## Excerpted passage
:::::

On Tue, 1 Nov 2011, Jeff Mohler wrote:
"Part of the issue here may be theoretical vs. real world. After all, in theory 'theory' and 'practice' are the same, but in practice they aren't."
But..they -are-.
Not in my experience, but certainly your mileage may vary.
I made those statements, and I will stand by them as a relatively knowledgeably person on these matters.
Build yourself a system in your lab (whomever is able) and watch via statit the distribution of IO across the aggregate FAR above the raid-group level.
20+2 will be within all reasonable margins of 2(10+2), or 4(5+2).
Ah, but on this I agree, and have all along. I don't think there's going to be a large difference between an aggr made of 24 disk rgs, 16 disk rgs, or 8 disk rgs.
However, if you *mix* rg sizes within the aggr, you are causing the filer to do more work.
"The other problem is that moving forward if you have optimized your writes for the 16 disk rg stripe size, some rgs are going to be optimized and some aren't, which could conceivably affect performance."
Im trying to understand this statement as well. Writes are optimized for the full stripe of the aggregate. RG size, again, has nothing to do with it as a "stripe".
Raid groups are zones of data protection.
Yeas, rgs are zones of data protection (really they are spindle protection in a NetApp -- basically the same thing, but again, theory vs. practice).
However, as Davin pointed out, there are different stripes in play here. RAID-4 and RAID-DP, by their nature, have stripes. They have to in order to calculate the parity data. So each rg has a stripe width.

:::::

## Directions
1) In the NetApp RAID group thread, what does the writer say causes the filer to do more work?
2) Please continue the NetApp RAID group thread, picking up after its last sentence.

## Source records

:::::

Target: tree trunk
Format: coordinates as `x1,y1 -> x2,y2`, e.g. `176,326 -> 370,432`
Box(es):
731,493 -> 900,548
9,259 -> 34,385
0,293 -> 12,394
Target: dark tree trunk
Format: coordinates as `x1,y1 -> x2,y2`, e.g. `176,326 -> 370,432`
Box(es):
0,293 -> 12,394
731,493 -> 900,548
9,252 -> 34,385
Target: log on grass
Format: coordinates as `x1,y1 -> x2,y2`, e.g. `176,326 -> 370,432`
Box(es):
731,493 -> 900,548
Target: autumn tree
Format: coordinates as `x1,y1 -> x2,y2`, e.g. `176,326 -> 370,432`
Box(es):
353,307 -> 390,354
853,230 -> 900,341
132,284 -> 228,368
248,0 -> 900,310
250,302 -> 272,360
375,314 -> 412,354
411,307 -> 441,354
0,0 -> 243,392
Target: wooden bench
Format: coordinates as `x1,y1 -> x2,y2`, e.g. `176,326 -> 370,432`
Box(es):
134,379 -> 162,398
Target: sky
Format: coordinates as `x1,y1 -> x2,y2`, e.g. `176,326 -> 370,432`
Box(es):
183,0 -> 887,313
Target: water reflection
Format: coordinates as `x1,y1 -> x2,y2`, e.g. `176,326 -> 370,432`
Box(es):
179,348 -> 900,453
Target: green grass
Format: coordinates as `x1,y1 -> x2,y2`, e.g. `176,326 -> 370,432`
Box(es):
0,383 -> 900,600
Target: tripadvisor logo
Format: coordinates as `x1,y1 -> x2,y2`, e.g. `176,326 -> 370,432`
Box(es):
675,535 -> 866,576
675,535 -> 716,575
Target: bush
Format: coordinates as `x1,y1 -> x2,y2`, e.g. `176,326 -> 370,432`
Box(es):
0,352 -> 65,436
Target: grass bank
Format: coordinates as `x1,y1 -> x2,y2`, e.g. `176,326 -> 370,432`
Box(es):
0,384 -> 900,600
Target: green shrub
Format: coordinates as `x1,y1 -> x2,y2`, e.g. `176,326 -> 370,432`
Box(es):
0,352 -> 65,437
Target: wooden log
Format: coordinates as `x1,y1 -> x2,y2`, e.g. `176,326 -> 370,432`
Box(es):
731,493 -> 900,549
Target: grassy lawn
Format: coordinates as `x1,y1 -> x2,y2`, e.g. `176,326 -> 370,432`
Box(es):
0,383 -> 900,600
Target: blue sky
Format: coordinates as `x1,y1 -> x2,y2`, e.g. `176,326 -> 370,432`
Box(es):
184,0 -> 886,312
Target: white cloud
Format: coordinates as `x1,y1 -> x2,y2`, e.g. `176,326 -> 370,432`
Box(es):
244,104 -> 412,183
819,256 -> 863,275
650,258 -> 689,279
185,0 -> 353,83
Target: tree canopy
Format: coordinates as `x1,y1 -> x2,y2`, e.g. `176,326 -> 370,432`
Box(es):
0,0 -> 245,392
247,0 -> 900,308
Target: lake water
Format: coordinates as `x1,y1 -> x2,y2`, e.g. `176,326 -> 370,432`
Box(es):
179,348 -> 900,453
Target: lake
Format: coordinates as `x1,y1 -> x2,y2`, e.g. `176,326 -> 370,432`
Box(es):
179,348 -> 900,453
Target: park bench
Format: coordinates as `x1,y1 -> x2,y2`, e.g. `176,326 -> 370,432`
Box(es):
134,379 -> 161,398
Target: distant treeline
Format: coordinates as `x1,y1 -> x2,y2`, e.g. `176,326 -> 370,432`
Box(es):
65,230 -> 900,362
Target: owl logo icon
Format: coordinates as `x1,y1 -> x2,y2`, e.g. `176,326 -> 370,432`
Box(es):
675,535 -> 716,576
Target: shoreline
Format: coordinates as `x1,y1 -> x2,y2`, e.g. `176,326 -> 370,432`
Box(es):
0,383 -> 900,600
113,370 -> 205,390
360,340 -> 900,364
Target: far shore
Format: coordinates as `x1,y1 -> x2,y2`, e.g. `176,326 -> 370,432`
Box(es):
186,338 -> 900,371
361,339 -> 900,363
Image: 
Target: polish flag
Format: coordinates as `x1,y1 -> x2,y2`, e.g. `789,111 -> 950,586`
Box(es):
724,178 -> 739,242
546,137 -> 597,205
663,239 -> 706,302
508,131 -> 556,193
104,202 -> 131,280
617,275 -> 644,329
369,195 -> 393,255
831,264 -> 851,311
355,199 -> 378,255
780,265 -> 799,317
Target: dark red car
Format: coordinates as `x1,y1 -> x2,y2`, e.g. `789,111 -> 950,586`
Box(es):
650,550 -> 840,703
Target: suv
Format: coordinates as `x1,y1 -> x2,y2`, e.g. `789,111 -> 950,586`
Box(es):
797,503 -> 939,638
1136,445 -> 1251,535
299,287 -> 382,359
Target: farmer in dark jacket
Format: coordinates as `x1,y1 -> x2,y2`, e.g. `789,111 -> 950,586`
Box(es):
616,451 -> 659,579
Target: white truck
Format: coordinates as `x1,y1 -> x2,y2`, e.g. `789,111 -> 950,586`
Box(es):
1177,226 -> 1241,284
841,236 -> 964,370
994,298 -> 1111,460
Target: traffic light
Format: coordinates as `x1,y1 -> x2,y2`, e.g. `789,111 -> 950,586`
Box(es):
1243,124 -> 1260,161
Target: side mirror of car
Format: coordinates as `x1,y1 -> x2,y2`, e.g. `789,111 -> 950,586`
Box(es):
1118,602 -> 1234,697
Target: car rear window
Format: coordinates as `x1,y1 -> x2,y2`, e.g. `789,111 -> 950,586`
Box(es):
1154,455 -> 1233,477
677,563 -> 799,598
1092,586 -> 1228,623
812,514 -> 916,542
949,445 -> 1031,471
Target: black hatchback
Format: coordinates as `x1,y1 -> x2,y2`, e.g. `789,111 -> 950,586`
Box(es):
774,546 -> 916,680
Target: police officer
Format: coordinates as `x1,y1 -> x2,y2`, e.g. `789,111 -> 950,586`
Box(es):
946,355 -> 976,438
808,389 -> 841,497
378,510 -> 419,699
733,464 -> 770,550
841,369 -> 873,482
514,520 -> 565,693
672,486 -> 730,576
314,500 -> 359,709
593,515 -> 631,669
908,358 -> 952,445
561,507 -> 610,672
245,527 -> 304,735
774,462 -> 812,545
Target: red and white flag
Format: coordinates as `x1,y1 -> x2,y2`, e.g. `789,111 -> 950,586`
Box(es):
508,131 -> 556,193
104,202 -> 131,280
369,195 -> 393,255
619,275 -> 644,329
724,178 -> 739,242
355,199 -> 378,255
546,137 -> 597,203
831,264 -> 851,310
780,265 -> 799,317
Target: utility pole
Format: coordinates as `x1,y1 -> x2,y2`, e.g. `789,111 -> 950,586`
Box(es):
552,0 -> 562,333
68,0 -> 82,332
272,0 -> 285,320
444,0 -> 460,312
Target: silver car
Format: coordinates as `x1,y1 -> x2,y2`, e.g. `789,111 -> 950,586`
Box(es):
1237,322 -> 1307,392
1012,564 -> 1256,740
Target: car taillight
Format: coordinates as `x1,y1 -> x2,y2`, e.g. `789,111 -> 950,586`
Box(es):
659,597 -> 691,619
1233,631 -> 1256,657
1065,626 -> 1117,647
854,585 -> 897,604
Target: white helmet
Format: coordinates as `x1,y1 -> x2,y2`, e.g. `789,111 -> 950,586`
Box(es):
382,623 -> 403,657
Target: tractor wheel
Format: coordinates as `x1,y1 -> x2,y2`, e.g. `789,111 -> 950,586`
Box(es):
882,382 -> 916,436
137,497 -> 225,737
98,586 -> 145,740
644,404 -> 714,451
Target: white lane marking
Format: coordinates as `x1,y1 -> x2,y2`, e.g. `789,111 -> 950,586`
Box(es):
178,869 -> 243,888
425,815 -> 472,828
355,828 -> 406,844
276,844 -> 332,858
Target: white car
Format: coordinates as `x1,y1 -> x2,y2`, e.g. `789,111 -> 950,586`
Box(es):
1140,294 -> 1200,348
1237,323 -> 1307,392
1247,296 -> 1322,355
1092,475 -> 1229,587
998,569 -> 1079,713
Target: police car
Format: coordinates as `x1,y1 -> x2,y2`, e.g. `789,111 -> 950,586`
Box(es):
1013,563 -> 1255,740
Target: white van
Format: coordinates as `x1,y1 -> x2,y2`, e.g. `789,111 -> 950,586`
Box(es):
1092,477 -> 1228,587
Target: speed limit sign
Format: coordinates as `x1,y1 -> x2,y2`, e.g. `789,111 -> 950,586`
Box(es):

:::::

## Responses in order
1) Mixing RAID group sizes within the aggregate.

2)
An aggregate is, at the most basic level, just raid-0. We usually use the term "wide stripe" to talk about a stripe of stripes. We've created protection at the raid group level, and now we're gluing those raid groups together to take advantage of better i/o in a large number of spindles. That's why I create as large an aggregate as I can and let the filer figure out where the hot spots are. It also minimizes wasted space.
Anyway, that wide stripe works best when all of the calculations are the same. However, if you use different-sized raid groups within the aggregate, the filer has to do more work. It may be minimal work, and the filer can handle it, but these things start to add up if you're looking for performance. It may be that a 4 disk rg performs only a few percent slower than a 16 disk rg. Now combine that with a 12 disk and 6 disk rg and add them all to an aggregate where the filer has to do a few percent more calculations to do the wide striping properly...
Man, Randall, you sure ask good questions. :)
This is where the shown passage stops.